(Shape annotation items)
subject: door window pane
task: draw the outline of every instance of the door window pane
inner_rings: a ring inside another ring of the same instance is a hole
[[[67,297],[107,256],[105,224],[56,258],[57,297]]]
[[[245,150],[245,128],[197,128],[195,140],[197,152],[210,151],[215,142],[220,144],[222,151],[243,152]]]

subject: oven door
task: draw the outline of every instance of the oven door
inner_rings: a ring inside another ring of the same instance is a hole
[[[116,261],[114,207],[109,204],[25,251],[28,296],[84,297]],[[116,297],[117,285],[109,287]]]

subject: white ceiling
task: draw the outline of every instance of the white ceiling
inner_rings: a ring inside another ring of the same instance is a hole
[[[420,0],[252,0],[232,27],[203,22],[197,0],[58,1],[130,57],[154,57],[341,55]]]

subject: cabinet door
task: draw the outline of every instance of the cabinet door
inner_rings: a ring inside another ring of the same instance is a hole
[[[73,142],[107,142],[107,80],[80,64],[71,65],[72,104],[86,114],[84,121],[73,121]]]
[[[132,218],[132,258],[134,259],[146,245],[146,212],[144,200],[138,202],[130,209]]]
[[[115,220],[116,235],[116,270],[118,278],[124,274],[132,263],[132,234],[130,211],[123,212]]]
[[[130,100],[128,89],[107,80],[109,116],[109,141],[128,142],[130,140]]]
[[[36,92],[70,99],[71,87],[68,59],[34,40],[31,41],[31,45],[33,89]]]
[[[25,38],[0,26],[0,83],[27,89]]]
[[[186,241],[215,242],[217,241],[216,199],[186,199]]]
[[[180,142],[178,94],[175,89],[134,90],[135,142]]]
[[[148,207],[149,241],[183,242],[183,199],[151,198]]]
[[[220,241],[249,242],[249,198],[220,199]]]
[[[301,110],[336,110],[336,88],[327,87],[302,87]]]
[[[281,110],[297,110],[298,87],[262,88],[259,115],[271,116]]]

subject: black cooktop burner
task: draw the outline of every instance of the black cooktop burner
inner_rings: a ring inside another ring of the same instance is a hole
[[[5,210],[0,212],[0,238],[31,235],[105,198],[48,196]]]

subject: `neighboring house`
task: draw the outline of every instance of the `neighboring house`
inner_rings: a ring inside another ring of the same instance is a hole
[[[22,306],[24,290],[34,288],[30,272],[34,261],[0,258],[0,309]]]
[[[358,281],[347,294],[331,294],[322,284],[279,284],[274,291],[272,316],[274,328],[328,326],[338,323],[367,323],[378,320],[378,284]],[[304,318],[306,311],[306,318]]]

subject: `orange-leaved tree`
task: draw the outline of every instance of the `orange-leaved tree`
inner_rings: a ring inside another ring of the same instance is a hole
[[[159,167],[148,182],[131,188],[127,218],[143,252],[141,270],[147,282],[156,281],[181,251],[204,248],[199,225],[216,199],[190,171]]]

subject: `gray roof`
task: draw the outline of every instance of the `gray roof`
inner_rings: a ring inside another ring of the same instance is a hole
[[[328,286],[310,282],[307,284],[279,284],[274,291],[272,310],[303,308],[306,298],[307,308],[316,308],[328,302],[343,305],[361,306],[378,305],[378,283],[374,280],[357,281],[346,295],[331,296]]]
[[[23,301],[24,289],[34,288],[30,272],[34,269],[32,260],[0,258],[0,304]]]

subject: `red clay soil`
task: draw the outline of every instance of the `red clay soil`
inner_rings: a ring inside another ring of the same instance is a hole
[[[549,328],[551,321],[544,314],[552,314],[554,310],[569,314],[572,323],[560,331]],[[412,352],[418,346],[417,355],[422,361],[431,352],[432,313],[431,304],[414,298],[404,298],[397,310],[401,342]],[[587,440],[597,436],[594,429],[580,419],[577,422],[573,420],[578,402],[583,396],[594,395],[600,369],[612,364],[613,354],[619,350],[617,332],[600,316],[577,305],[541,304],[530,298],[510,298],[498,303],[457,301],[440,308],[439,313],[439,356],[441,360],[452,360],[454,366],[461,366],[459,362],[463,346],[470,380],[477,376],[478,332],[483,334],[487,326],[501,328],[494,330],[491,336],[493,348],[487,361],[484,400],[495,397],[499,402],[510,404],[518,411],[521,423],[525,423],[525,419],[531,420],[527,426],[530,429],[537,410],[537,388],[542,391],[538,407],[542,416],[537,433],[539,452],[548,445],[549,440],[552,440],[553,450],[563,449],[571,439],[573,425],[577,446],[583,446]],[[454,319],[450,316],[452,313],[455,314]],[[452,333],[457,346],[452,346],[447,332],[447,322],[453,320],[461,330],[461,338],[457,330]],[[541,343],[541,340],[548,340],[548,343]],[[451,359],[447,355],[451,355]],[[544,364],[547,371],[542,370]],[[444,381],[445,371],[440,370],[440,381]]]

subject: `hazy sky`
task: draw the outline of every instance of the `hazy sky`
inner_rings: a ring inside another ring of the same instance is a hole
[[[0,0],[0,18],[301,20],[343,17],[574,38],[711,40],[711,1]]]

## REQUIRED WORK
Show each line of the items above that contains the string "ceiling", treating uppercase and lowercase letters as different.

## RESULT OF THIS TASK
subject: white ceiling
task: draw the outline of every instance of the white ceiling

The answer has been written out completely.